-- Start of Dataset content --

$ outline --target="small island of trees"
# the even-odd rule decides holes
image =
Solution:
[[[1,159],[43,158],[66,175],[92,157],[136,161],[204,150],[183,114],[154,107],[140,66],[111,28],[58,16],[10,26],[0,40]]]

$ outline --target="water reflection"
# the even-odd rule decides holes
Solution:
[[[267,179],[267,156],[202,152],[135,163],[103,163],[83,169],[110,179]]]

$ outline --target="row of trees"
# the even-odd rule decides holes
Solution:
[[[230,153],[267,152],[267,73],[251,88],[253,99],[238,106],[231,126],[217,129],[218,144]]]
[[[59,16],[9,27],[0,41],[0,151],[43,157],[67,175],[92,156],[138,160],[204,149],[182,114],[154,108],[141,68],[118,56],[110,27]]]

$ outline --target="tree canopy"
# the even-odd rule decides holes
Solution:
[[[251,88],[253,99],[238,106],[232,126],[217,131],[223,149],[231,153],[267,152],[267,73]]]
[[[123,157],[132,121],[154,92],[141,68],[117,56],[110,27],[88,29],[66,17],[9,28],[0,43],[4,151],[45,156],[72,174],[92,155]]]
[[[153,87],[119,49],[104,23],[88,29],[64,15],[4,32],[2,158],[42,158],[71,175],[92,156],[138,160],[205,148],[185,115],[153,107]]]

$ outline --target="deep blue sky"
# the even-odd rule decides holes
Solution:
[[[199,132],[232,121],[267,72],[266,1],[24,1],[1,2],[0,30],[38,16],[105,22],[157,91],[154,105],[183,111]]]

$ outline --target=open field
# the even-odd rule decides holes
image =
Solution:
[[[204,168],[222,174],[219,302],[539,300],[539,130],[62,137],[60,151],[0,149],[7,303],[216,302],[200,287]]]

-- End of Dataset content --

- [Task]: Give the material above again, word for word.

- [Finished exercise]:
$ outline --target="small island of trees"
# the even-odd rule decides holes
image =
Solution:
[[[1,159],[43,158],[66,175],[92,157],[136,161],[204,150],[183,114],[154,107],[140,66],[111,28],[58,16],[10,26],[0,40]]]

$ outline --target="water reflection"
# the even-odd rule decides holes
Solution:
[[[267,179],[267,156],[202,152],[135,163],[103,163],[83,169],[110,179]]]

$ outline --target="row of trees"
# the even-odd rule decides holes
Solution:
[[[230,153],[267,152],[267,73],[251,88],[253,99],[238,106],[231,126],[217,129],[218,144]]]
[[[59,16],[9,27],[0,41],[0,151],[43,157],[67,175],[92,156],[138,160],[204,149],[182,114],[154,108],[141,68],[118,56],[110,27]]]

$ outline --target="tree canopy"
# the even-odd rule decides holes
Solution:
[[[251,88],[253,99],[238,106],[232,126],[217,131],[223,149],[231,153],[267,152],[267,73]]]
[[[123,157],[132,121],[154,92],[141,68],[117,56],[110,27],[88,29],[66,17],[9,28],[0,43],[4,151],[45,156],[72,174],[92,155]]]
[[[153,87],[119,49],[104,23],[88,29],[64,15],[4,32],[2,158],[42,158],[71,175],[92,156],[138,160],[205,148],[185,115],[153,107]]]

$ outline --target="deep blue sky"
# the even-odd rule decides holes
Solution:
[[[199,132],[232,121],[267,72],[266,1],[24,1],[1,2],[0,30],[38,16],[105,22],[157,91],[154,105],[183,111]]]

$ outline --target=open field
# the even-odd rule decides holes
image =
Solution:
[[[204,168],[222,174],[219,302],[539,300],[539,130],[62,137],[60,151],[0,149],[7,303],[216,302],[200,287]]]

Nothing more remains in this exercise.